**WHAT YOU NEED TO DO:** Return every line in the items below that contains the string "umbrella", treating uppercase and lowercase letters as different.

**WORKING DATA:**

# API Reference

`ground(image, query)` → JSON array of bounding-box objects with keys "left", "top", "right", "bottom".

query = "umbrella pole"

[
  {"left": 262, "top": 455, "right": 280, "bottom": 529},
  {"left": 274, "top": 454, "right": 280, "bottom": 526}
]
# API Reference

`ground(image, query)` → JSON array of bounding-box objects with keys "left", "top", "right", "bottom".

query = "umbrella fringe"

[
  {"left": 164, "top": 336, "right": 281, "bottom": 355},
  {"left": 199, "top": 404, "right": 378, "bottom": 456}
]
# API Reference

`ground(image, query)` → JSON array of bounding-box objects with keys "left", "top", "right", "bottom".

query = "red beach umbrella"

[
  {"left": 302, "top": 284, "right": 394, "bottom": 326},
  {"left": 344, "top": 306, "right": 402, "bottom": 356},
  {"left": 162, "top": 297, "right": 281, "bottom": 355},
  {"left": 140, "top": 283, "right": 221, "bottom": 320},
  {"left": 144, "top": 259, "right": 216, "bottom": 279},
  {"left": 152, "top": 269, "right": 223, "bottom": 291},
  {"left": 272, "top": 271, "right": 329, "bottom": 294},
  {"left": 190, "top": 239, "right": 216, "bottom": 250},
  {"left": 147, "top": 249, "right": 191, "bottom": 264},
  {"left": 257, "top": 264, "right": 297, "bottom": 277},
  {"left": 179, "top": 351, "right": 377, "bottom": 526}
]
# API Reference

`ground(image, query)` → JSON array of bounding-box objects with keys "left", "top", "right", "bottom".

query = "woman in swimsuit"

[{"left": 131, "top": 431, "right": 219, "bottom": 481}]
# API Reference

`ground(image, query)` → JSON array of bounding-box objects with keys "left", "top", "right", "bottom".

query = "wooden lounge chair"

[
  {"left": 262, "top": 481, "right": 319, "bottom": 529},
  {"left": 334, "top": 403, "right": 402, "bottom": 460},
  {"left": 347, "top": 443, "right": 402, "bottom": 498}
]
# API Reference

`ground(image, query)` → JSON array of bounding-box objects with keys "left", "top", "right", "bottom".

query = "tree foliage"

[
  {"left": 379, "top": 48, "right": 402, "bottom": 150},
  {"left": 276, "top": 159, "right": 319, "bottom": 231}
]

**REPLY:**
query = "umbrella pole"
query = "umbrella fringe"
query = "red beach umbrella"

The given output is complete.